--- TEXT TO READ ---

# Integraging the SmartSpeed API to access team data
This guide is intended to provide instructions on how to interact with and use the [External SmartSpeed API.](https://prd-use-api-extsmartspeed.valdperformance.com/index.html) This python class will provide the functionality to pull data from the SmartSpeed and Profiles API endpoints, to fetch and format data into csv(s) like you would on ValdHub. 

To use this class, you must first retrieve your ClientID, ClientSecret, and TenantID. In the vald_smartspeed Python file, replace the values of `self.client_id`, `self.client_secret`, and `self.tenant_id` with your retrieved values within the `Vald()` class.


### First, import required python packages.

In [1]:
import pandas as pd
import vald_smartspeed
from vald_smartspeed import Vald
from dotenv import load_dotenv
import os
import numpy as np
import time
import logging
import importlib
load_dotenv()
logging.basicConfig(level=logging.INFO)
importlib.reload(vald_smartspeed) #used to ensure any changes in the vald_smartspeed python file are reflected in this notebook

<module 'vald_smartspeed' from 'C:\\Users\\cquin\\OneDrive\\Documents\\vald\\vald_api_pulls\\smartspeed\\vald_smartspeed.py'>

### Our class is called vald, let's create an instance of it and inspect it's attributes and methods
The attributes defined in this class are

| Attribute                 | Description                                                                                             |
|----------------------------|---------------------------------------------------------------------------------------------------------|
| `client_id`                | The unique identifier for the client application, used to authenticate Vald API requests.                    |
| `client_secret`            | A secret key associated with the `client_id`, used to securely authenticate Vald API requests.                |
| `tenant_id`                | The identifier for the specific tenant or organization within the Vald API system.                          |
| `smartspeed_api_url`       | The URL endpoint for accessing the [External Smartspeed API](https://prd-use-api-extsmartspeed.valdperformance.com/index.html), used to retrieve performance metrics and data.        |
| `groupnames_api_url`       | The URL endpoint for accessing the [External Tenants API](https://prd-use-api-externaltenants.valdperformance.com/swagger/index.html) to retrieve group (team) names related to the athletes or tests.        |
| `profiles_api_url`         | The URL endpoint for accessing the [External Profiles API](https://prd-use-api-externalprofile.valdperformance.com/swagger/index.html) to retrieve athlete profile information.                         |
| `vald_master_file_path`    | The file path to the master file containing all smartspeed data.                                        |
| `base_directory`           | The base directory on the local system where files and data related to the Vald system are stored.       |

`client_id`, `client_secret`, and `tenant_id` will be stored in a `.env` file for security purposes. You can retrieve these credentials from ValdHub or by reaching out to your Vald support representative. These values remain consistent across your organization, meaning you'll use the same credentials to interact with all of Vald's external APIs.

--- SUPPLIED RECORDS ---

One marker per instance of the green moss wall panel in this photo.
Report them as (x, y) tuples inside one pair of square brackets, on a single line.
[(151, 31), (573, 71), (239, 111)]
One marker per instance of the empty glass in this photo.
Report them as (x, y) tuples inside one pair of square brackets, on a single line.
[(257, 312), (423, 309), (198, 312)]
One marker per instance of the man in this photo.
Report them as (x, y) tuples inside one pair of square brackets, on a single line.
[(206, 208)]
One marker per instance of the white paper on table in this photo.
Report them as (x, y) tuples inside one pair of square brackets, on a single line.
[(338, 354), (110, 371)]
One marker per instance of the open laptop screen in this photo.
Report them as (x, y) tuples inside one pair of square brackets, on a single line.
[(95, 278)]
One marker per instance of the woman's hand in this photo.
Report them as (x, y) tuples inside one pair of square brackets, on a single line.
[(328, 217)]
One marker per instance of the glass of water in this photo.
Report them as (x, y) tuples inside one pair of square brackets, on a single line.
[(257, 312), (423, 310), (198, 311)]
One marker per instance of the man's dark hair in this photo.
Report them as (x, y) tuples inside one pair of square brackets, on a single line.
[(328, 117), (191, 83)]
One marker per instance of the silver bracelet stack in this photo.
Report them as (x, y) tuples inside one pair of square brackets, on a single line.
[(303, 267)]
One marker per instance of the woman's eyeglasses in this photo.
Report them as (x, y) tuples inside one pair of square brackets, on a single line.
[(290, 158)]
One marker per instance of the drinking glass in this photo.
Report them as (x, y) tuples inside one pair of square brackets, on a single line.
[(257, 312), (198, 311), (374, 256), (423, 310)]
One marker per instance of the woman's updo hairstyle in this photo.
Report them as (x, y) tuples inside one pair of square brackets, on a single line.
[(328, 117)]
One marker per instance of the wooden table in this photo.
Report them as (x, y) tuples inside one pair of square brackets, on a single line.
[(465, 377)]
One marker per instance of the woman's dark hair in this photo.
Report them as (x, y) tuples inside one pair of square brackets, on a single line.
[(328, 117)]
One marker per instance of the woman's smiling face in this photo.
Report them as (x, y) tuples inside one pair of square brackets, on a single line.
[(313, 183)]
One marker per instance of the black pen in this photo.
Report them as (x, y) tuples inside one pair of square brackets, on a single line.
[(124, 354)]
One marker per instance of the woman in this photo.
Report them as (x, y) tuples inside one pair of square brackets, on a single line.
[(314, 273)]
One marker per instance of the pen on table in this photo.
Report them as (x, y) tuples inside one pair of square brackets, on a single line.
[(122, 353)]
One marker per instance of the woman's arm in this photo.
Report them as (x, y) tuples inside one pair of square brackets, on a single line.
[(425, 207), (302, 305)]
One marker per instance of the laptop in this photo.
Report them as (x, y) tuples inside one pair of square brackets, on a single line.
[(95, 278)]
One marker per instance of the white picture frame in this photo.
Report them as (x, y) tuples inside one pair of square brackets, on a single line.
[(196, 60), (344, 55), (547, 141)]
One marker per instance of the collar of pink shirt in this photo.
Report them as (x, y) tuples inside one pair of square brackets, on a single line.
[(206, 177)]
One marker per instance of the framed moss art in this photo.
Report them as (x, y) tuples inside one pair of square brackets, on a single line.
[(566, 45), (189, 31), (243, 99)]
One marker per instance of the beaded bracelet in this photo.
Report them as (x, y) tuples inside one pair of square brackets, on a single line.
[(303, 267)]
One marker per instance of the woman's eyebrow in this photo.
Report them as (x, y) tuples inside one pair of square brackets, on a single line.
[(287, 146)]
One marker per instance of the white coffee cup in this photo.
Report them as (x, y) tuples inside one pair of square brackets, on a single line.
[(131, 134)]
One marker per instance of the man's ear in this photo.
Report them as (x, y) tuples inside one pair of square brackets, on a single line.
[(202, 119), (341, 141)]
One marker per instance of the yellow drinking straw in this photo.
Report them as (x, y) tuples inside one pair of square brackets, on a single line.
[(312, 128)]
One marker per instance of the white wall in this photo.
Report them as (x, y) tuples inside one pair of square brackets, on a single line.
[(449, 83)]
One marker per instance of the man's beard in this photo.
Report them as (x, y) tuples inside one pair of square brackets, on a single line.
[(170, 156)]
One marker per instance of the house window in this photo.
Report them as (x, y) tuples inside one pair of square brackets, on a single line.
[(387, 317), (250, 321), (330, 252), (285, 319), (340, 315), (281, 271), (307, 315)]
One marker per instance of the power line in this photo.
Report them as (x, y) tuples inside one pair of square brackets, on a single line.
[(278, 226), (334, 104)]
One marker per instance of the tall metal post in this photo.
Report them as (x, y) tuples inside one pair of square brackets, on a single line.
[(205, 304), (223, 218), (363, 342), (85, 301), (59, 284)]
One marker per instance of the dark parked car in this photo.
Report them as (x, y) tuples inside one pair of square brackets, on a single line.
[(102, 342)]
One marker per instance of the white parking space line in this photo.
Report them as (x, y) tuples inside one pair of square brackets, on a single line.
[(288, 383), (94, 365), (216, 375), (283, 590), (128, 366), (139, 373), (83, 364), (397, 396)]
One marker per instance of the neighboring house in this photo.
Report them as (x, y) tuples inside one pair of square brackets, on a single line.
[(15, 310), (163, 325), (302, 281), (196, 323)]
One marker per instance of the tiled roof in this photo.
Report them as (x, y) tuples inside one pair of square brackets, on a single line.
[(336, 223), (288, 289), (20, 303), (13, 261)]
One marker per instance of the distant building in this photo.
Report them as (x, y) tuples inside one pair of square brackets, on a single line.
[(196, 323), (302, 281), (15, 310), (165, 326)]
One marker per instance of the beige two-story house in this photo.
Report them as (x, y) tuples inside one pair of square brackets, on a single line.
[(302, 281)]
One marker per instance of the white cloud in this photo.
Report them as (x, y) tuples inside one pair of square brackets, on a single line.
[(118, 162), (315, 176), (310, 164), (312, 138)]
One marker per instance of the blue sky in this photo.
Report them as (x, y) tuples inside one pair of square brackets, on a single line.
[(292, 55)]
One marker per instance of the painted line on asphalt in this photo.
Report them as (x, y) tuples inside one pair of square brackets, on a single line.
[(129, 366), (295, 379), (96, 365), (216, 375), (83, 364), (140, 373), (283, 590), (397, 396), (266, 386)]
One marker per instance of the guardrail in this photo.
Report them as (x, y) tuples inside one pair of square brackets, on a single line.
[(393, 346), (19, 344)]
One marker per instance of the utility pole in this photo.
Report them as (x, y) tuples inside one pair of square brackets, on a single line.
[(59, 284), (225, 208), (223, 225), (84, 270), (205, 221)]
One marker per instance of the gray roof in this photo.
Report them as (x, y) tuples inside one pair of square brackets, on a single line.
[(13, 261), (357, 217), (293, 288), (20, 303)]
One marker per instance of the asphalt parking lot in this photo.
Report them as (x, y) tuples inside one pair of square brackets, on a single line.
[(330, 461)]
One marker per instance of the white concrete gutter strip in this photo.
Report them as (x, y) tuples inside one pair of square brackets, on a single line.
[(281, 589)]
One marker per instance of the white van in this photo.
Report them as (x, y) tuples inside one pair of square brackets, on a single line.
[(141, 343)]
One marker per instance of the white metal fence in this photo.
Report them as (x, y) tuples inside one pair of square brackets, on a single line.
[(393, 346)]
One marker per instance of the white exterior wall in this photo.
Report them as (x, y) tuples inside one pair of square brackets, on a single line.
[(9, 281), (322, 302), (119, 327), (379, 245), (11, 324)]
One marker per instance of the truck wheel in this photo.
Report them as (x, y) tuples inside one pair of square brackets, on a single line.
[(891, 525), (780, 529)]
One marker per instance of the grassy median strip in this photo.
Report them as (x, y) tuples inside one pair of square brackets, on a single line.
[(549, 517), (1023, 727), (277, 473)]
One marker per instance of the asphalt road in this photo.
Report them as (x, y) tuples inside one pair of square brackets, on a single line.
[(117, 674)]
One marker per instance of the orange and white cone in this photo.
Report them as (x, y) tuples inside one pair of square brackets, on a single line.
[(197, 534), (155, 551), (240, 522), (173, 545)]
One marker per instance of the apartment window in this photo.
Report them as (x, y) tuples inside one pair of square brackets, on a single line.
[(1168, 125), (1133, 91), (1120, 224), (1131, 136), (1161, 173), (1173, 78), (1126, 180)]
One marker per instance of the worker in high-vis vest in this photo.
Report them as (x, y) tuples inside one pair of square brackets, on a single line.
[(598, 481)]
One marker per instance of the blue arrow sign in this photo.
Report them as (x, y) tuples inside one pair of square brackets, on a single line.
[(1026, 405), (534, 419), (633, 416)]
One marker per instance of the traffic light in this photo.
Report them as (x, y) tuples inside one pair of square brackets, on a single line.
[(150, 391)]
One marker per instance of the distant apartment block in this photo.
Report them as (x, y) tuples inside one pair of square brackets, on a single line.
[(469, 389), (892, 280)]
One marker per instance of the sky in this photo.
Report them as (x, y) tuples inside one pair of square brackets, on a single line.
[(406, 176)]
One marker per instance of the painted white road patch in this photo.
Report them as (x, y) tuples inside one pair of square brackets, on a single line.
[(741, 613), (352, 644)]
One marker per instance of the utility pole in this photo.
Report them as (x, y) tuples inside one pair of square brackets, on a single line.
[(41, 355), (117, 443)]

---

* _COMPLETE THE FOLLOWING_:
**A)** According to the SmartSpeed API guide, where are the client_id, client_secret, and tenant_id stored for security?
**B)** Rewrite the stretch of the SmartSpeed API guide from "# Integraging the" through "would on ValdHub.", changing "ValdHub" to "Vald Hub".

* _OUTPUTS BY TASK_:
**A)** In a `.env` file.

**B)**
# Integraging the SmartSpeed API to access team data
This guide is intended to provide instructions on how to interact with and use the [External SmartSpeed API.](https://prd-use-api-extsmartspeed.valdperformance.com/index.html) This python class will provide the functionality to pull data from the SmartSpeed and Profiles API endpoints, to fetch and format data into csv(s) like you would on Vald Hub.